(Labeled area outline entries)
§ §

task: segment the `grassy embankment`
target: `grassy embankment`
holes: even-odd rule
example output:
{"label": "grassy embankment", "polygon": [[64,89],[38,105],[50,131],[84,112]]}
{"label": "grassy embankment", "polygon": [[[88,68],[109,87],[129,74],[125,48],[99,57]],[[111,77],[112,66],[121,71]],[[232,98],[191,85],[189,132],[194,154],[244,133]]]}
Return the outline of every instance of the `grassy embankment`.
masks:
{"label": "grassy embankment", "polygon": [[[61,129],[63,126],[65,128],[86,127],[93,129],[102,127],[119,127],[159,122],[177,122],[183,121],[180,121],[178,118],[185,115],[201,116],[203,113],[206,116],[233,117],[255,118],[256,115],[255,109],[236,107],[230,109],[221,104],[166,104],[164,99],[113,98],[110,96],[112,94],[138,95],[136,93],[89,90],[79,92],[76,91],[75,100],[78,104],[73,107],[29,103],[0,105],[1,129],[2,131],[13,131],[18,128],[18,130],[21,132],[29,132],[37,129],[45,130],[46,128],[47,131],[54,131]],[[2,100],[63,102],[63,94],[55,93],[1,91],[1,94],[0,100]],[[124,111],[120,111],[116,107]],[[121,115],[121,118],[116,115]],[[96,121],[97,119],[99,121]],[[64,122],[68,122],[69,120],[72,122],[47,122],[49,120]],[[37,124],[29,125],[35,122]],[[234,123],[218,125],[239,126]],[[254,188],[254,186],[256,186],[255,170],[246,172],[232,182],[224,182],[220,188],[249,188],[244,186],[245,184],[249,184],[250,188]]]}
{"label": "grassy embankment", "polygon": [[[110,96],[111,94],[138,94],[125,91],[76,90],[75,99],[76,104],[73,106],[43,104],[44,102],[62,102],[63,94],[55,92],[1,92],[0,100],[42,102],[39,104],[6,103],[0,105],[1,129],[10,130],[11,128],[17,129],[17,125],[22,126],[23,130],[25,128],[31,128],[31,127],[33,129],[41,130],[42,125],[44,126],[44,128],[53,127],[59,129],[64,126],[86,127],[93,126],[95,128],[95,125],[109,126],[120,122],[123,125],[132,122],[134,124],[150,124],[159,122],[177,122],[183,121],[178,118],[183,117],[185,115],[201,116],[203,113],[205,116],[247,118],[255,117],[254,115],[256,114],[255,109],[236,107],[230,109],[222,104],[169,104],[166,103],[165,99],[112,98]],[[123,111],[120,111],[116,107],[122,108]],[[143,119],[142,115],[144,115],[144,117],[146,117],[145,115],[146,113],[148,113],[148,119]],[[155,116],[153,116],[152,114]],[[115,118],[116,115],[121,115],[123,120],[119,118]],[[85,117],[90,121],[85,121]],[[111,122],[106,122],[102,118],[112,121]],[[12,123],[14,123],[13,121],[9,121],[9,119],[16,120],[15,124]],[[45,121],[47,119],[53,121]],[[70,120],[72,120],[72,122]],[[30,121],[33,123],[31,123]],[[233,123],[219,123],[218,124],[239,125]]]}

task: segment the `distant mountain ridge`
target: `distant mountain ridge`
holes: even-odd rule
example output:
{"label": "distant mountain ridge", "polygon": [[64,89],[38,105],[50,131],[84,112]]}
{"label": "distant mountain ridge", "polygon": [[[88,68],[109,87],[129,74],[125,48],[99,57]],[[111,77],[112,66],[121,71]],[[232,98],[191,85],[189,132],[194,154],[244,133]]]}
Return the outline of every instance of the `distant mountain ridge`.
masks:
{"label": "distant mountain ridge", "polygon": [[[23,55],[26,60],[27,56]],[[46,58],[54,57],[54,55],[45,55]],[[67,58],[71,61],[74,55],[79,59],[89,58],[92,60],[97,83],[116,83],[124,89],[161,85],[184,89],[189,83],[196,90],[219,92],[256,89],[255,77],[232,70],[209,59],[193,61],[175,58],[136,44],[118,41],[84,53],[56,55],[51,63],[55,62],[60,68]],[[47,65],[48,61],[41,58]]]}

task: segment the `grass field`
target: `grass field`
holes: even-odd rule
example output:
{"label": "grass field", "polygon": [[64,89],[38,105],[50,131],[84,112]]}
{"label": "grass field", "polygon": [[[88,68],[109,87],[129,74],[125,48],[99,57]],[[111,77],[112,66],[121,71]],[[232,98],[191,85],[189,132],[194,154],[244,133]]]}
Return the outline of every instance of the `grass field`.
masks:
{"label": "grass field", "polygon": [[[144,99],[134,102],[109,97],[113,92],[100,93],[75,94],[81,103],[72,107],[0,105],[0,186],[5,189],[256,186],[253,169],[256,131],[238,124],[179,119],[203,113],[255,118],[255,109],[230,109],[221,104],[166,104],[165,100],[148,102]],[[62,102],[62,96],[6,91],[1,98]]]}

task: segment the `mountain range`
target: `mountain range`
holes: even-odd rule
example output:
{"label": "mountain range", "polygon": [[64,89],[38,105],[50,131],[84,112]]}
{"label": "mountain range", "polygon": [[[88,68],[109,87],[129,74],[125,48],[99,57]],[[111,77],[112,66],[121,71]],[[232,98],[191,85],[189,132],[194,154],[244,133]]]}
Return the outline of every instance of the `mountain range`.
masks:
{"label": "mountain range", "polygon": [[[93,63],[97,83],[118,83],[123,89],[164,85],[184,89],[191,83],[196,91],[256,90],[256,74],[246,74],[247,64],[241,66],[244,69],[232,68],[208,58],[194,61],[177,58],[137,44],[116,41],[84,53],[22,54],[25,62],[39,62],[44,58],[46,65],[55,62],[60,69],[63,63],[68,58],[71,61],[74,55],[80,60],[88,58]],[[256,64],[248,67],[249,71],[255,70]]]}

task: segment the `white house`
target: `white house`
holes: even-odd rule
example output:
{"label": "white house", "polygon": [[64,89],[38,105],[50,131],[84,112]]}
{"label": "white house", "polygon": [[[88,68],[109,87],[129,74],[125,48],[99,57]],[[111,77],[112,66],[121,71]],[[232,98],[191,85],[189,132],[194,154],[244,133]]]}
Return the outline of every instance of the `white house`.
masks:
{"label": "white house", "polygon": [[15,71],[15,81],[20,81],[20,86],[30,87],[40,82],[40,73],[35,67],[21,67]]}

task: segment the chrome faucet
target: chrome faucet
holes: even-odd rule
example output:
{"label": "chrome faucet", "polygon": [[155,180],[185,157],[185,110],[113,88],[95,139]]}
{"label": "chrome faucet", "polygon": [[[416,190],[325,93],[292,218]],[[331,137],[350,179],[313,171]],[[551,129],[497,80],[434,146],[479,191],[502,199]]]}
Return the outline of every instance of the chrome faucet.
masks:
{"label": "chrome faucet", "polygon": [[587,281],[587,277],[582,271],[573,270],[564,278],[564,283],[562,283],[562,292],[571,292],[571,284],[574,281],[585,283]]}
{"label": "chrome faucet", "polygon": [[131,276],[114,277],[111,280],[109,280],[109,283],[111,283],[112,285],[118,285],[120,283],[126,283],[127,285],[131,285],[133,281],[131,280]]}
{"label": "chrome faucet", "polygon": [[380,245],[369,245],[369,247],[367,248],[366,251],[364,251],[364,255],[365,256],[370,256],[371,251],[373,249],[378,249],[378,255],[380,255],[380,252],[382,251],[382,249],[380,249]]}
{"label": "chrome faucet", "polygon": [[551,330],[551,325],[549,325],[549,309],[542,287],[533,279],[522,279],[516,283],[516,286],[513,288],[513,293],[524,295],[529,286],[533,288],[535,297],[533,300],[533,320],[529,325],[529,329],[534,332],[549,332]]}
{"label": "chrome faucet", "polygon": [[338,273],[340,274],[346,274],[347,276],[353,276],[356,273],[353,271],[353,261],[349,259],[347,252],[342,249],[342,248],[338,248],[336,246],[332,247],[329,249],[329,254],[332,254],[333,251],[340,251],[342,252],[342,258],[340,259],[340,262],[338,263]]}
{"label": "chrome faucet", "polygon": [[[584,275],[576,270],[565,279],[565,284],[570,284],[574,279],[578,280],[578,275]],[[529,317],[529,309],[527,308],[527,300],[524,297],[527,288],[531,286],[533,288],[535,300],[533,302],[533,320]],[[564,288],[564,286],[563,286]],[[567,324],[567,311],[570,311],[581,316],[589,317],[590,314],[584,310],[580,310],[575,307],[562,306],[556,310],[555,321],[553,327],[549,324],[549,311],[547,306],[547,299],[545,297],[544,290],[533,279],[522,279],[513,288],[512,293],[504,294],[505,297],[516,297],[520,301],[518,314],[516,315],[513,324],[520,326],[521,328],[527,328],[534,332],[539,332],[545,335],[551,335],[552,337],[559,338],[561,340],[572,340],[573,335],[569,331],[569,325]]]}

§ §

Filter the lines above, copying each one that contains the word "white".

task: segment the `white house`
target: `white house`
{"label": "white house", "polygon": [[64,89],[38,105],[50,131],[84,112]]}
{"label": "white house", "polygon": [[[88,68],[109,87],[129,74],[125,48],[99,57]],[[111,77],[112,66],[121,71]],[[232,98],[191,85],[189,132],[194,154],[244,133]]]}
Return the outline of every instance of the `white house`.
{"label": "white house", "polygon": [[15,71],[15,81],[20,81],[20,86],[30,87],[40,82],[40,73],[35,67],[21,67]]}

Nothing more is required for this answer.